## Start

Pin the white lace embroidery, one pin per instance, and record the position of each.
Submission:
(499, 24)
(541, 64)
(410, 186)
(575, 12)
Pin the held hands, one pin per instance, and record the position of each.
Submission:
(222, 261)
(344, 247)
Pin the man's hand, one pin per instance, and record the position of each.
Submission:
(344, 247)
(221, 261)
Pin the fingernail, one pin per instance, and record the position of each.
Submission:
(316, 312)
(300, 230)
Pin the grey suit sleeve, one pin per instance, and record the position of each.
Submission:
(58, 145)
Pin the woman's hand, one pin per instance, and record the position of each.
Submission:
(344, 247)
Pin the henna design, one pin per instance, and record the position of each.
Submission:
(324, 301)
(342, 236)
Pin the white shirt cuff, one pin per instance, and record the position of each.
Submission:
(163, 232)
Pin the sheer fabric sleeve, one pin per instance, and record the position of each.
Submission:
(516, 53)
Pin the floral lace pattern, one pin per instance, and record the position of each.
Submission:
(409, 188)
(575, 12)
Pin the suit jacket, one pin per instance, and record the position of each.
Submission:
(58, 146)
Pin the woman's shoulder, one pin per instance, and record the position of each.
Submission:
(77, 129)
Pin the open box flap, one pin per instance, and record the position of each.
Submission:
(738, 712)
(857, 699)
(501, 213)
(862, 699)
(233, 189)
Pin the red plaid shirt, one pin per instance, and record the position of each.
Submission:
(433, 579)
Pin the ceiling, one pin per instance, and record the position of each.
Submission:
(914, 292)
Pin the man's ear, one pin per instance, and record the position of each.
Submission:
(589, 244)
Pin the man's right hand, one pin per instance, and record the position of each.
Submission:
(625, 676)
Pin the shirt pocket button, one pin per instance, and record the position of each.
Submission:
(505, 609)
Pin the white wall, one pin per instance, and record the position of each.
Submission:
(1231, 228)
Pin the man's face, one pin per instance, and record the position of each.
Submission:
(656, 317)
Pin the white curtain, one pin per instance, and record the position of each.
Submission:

## End

*PROBLEM TO WORK ON*
Go through the records and print each one exactly.

*ANSWER TO THE TASK*
Pin the white lace embroidery, one pin per instance, and record the position of each.
Submission:
(499, 24)
(541, 64)
(410, 186)
(575, 12)
Pin the held hands, one pin per instance, and record the position of each.
Submission:
(222, 261)
(344, 247)
Pin the man's hand, one pin per instance, and record the position of each.
Submission:
(344, 247)
(221, 261)
Pin the fingernail, one pin per instance, and record the position of each.
Submission:
(316, 312)
(300, 230)
Pin the grey suit sleeve, one pin per instance, and record the position of each.
Submission:
(58, 145)
Pin the woman's hand, one pin per instance, and record the position of each.
Submission:
(344, 247)
Pin the henna design, one pin per instance, and record the position of each.
Submission:
(324, 301)
(342, 236)
Pin the white shirt cuff, one pin per instance, and record the position of each.
Submission:
(163, 232)
Pin the sheer fabric sleeve, one pin per instance, and record the position of each.
Submission:
(516, 53)
Pin the floral lace pattern, one pin per instance, and record the position of each.
Submission:
(409, 188)
(575, 12)
Pin the suit jacket, one pin per instance, and record the position of each.
Submission:
(58, 146)
Pin the woman's shoulder, one pin per instance, and record the position of each.
Submission:
(77, 129)
Pin the open box flap, one pin per instance, and record the position of each.
Submission:
(738, 712)
(857, 699)
(501, 213)
(862, 699)
(233, 189)
Pin the red plaid shirt, one pin per instance, and record the position of each.
Submission:
(433, 579)
Pin the ceiling, one pin per instance, and record the position of each.
Submission:
(914, 292)
Pin the man's ear, one pin per instance, and record the position of each.
Submission:
(589, 244)
Pin the man's right hand, one pin per instance, and record the position of each.
Submission:
(625, 676)
Pin the shirt pocket button, one pin per instance, and record the position of each.
Submission:
(505, 609)
Pin the white wall, one pin per instance, and record the position of each.
Submission:
(1231, 228)
Pin the man's face, one pin per instance, and record the position of each.
Submission:
(656, 317)
Pin the white curtain, one pin per instance, and record the position of each.
Submission:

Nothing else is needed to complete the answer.